▸ **DOCUMENT EXCERPT**:
######

Eta Chess

CPU Vector Unit, the new jam for NNs...

Heyho, you are already aware of it, NNUE uses the CPU Vector Unit to boost NNs,
so here a lil biased overview of SIMD units in CPUs...

- the term SIMD and Vector Unit can be used analogous
- a SIMD unit executes n times the same instruction/operation on different data
- SIMD units differ in bit width, for example from 64 to 512 bits
- SIMD units differ in support for different instructions/operations
- SIMD units differ in support for different data types
- SIMD units may run with a lower frequency than the main CPU ALUs
- SIMD units increase power usage and TDP of the CPU under load

Simplified, older CPUs have 128-bit SSE units, newer ones 256-bit AVX2, ARM
mobile processors for example 128-bit NEON.

A 128-bit SSE unit can perform for example 4x 32-bit FP32 operations at once, a
256-bit AVX2 unit can perform 16x 16-bit INT16 operations at once. The broader
the bit width and the smaller the data-types, the more operations you can run
at once, the more throughput you get. NNs can run for example with FP16,
floating-point 16-bit, or also with INT8, integer 8-bit, inference.

Currently Intel's AVX-512 clocks significantly down under load, so there is no
speed gain by broader bit-width compared to AVX2, may change in future. Also
there is an trend to multiple Vector Units per CPU core underway.

Transhuman Chess with NN and RL...

Some people argue that the art of writing a chess engine lies in the evaluation function. A programmer gets into the expert knowledge of the domain of chess and encodes this via evaluation terms in his engine. We had the division between chess advisor and chess programmer, and with speedy computers our search algorithms were able to reach super-human level chess and outperform any human. We developed automatic tuning methods for the values of our evaluation functions but now with Neural Networks and Reinforcement Learning present I wish to point that we entered another kind of level, I call it trans-human level chess.

If we look at the game of Go this seems pretty obvious, I recall one master naming the play of A0 "Go from another dimension". A super-human level engine still relies on handcrafted evaluation terms human do come up with (and then get tuned), but a Neural Network is able to encode evaluation terms humans simply do not come up with, to 'see' relations and patterns we can not see, which are beyond our scope, trans-human, and the Reinforcement Learning technique discovers lines which are yet uncommon for humans, trans-human.

######

(Photo object pointing records)
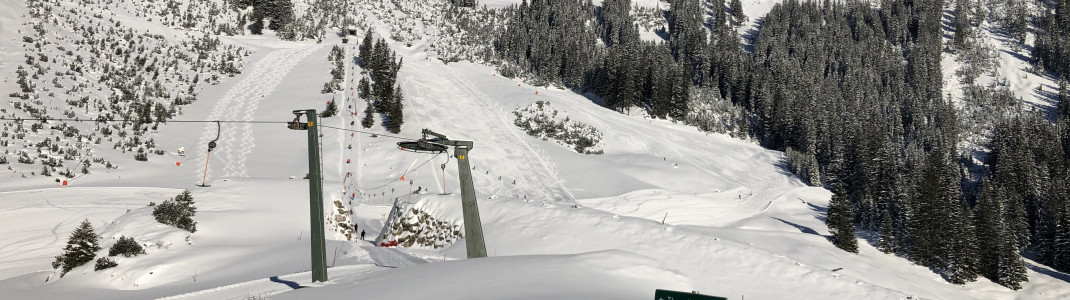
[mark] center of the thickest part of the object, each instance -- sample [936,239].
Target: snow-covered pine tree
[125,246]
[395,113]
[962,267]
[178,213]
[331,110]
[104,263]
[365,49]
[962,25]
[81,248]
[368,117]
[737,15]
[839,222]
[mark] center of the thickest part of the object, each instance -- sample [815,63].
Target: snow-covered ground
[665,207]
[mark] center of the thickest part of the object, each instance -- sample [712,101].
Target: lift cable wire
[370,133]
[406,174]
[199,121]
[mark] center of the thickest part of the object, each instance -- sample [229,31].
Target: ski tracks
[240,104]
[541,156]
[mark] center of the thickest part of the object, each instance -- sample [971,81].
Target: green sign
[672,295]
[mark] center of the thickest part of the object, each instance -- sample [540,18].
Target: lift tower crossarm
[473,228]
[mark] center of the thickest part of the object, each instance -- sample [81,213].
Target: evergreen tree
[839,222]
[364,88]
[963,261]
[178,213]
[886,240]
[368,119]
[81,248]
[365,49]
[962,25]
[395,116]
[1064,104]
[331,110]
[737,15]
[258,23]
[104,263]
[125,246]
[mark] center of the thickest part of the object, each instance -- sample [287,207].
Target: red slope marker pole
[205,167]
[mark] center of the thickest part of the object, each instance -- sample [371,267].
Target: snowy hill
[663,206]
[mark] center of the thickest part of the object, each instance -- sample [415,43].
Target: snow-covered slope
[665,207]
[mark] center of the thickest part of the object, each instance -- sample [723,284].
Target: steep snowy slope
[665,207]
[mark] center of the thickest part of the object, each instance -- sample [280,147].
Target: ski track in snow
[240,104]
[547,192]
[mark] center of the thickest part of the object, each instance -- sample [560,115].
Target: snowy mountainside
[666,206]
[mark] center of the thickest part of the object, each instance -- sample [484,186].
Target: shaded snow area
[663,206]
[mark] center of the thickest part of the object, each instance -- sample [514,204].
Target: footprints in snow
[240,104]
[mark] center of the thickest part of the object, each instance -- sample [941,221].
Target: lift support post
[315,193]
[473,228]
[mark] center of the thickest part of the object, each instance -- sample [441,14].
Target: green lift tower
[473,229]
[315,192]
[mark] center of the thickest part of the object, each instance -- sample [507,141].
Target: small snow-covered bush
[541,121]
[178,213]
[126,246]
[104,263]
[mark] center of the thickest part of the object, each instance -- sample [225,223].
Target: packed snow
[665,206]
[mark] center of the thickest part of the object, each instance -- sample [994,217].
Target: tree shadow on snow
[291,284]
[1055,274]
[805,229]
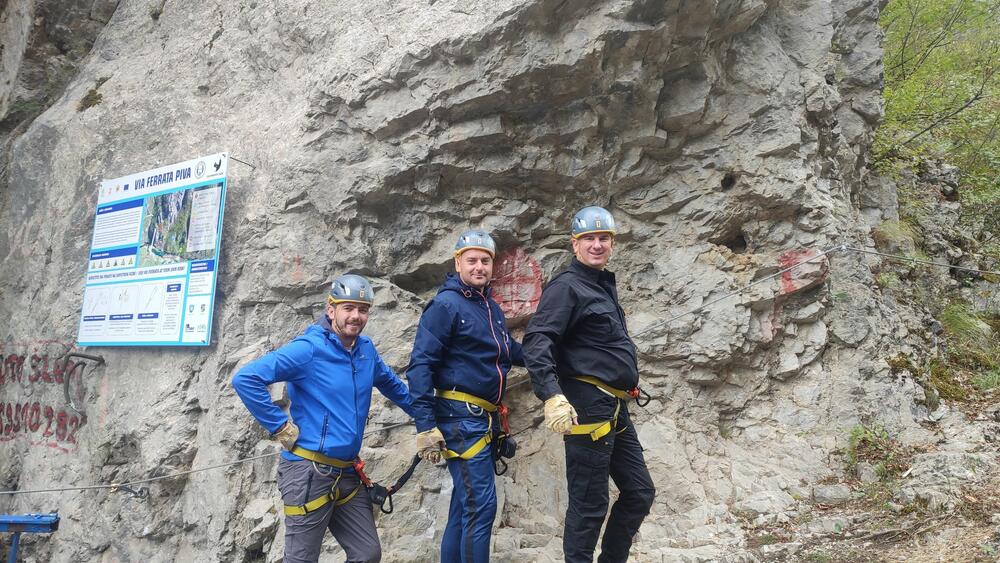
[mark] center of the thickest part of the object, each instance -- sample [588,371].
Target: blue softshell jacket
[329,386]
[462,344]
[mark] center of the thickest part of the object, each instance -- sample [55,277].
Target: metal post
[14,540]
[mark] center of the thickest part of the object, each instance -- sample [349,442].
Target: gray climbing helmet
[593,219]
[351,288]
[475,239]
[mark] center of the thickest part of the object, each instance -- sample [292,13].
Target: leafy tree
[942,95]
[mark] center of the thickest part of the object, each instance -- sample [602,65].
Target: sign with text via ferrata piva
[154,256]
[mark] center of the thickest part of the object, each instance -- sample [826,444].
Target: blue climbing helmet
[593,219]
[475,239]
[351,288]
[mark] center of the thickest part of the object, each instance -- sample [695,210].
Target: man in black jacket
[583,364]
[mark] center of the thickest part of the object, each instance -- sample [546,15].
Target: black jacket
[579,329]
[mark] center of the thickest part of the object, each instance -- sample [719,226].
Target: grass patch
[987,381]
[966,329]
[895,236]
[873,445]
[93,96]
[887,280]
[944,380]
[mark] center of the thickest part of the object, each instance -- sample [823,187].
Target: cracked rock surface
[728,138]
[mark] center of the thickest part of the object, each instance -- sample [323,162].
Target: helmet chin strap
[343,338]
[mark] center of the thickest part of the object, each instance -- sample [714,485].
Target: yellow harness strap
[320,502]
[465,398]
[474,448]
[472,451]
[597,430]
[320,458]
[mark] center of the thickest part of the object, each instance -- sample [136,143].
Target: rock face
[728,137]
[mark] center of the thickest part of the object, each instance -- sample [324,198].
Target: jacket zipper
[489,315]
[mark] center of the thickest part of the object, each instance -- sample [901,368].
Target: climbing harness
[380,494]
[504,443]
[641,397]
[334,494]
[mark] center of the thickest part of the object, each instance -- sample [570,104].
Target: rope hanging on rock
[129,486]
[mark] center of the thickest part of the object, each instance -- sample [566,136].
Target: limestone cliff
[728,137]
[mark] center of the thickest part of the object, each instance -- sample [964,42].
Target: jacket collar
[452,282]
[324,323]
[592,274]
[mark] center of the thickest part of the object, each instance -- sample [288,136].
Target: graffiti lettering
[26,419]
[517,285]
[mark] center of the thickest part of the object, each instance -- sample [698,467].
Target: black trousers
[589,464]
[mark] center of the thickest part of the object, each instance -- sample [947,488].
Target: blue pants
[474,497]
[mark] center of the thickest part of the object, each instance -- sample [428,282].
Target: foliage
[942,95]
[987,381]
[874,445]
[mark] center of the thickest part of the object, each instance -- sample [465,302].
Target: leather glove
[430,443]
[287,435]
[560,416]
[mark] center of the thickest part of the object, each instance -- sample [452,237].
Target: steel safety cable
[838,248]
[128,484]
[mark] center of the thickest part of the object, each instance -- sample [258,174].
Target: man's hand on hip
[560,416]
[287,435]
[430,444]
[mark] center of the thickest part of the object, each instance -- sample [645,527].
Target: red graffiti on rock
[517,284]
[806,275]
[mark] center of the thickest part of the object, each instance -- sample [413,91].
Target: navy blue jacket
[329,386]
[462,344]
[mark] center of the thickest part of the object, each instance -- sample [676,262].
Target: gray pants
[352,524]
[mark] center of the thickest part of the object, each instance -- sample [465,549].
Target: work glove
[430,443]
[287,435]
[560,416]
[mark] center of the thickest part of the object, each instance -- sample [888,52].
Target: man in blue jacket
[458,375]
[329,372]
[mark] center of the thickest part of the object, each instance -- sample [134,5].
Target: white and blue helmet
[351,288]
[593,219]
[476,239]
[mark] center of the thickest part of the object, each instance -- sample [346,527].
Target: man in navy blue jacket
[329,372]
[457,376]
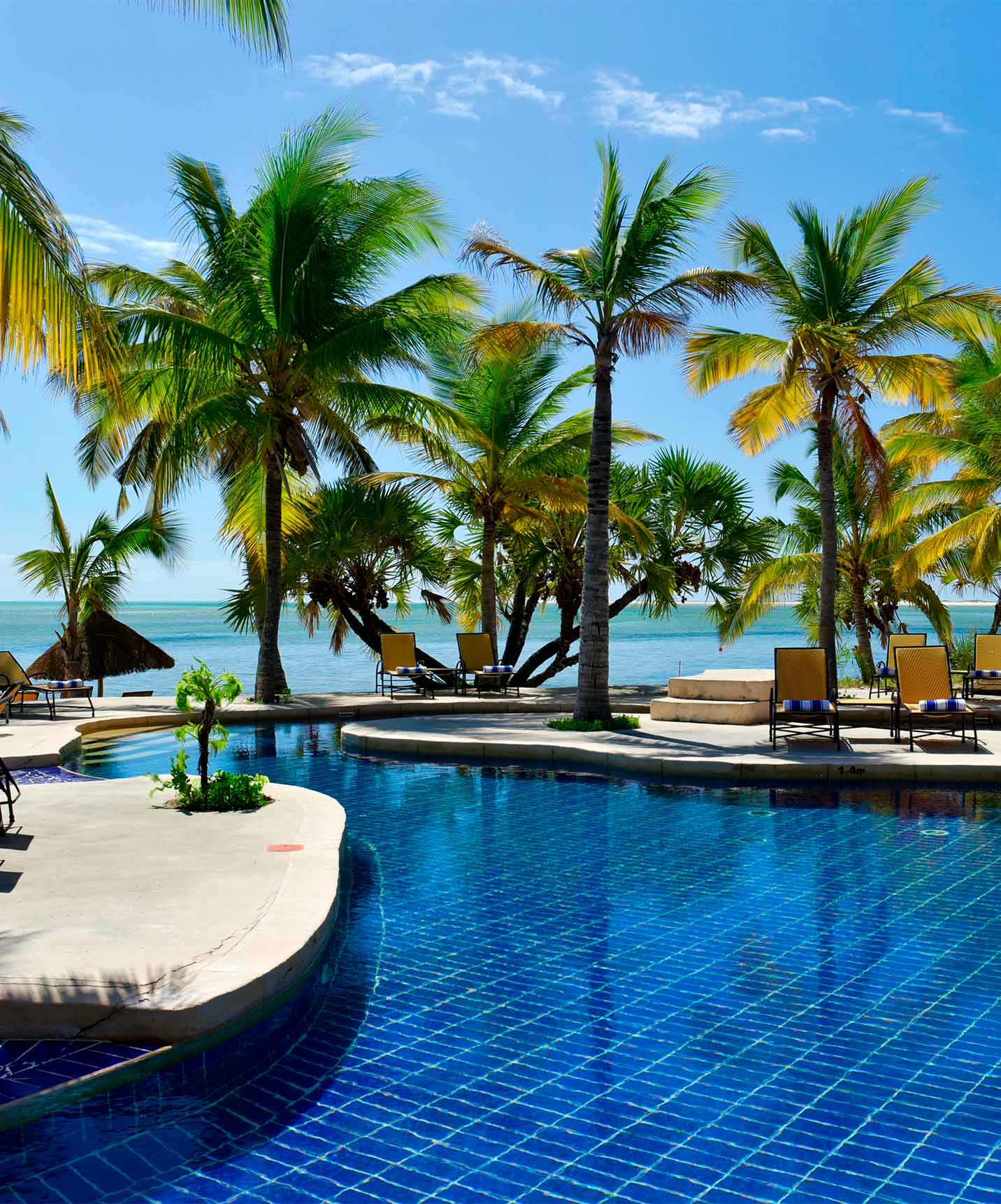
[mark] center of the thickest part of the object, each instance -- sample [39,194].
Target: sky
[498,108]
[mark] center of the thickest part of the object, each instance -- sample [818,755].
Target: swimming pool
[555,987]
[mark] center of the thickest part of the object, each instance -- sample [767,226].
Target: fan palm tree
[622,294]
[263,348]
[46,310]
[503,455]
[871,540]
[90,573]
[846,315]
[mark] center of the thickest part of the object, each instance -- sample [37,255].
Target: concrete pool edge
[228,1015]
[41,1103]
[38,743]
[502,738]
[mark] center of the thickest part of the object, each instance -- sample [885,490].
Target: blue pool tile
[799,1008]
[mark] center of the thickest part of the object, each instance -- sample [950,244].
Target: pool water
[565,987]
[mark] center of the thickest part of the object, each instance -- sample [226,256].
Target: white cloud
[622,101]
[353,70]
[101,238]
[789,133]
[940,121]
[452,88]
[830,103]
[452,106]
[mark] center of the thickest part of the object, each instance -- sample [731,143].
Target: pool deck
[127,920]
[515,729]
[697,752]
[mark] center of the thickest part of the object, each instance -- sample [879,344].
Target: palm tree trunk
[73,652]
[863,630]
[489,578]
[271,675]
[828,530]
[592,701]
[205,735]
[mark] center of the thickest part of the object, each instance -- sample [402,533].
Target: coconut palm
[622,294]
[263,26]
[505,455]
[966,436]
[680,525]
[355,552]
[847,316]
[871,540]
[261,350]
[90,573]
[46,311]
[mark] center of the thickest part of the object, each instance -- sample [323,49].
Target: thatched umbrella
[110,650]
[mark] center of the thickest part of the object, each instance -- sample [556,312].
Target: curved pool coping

######

▸ **SHORT PROBLEM 1**: According to the Eta Chess post, what bit width do the NEON units in ARM mobile processors have?
▸ **SHORT PROBLEM 2**: List every numeric data type the Eta Chess post names in its abbreviated form.
▸ **SHORT PROBLEM 3**: Condense the paragraph of the Eta Chess post that begins "A 128-bit SSE unit can perform" into a bulleted list of its main facts.
This listing comes from a source separate from the Eta Chess post.

▸ **TASK ANSWER 1**: 128 bits.

▸ **TASK ANSWER 2**: FP32, INT16, FP16, INT8

▸ **TASK ANSWER 3**:
- A 128-bit SSE unit can run 4 FP32 operations at once; a 256-bit AVX2 unit can run 16 INT16 operations at once.
- Wider bit width and smaller data types allow more simultaneous operations and higher throughput.
- NN inference can run with FP16 (16-bit floating point) or INT8 (8-bit integer).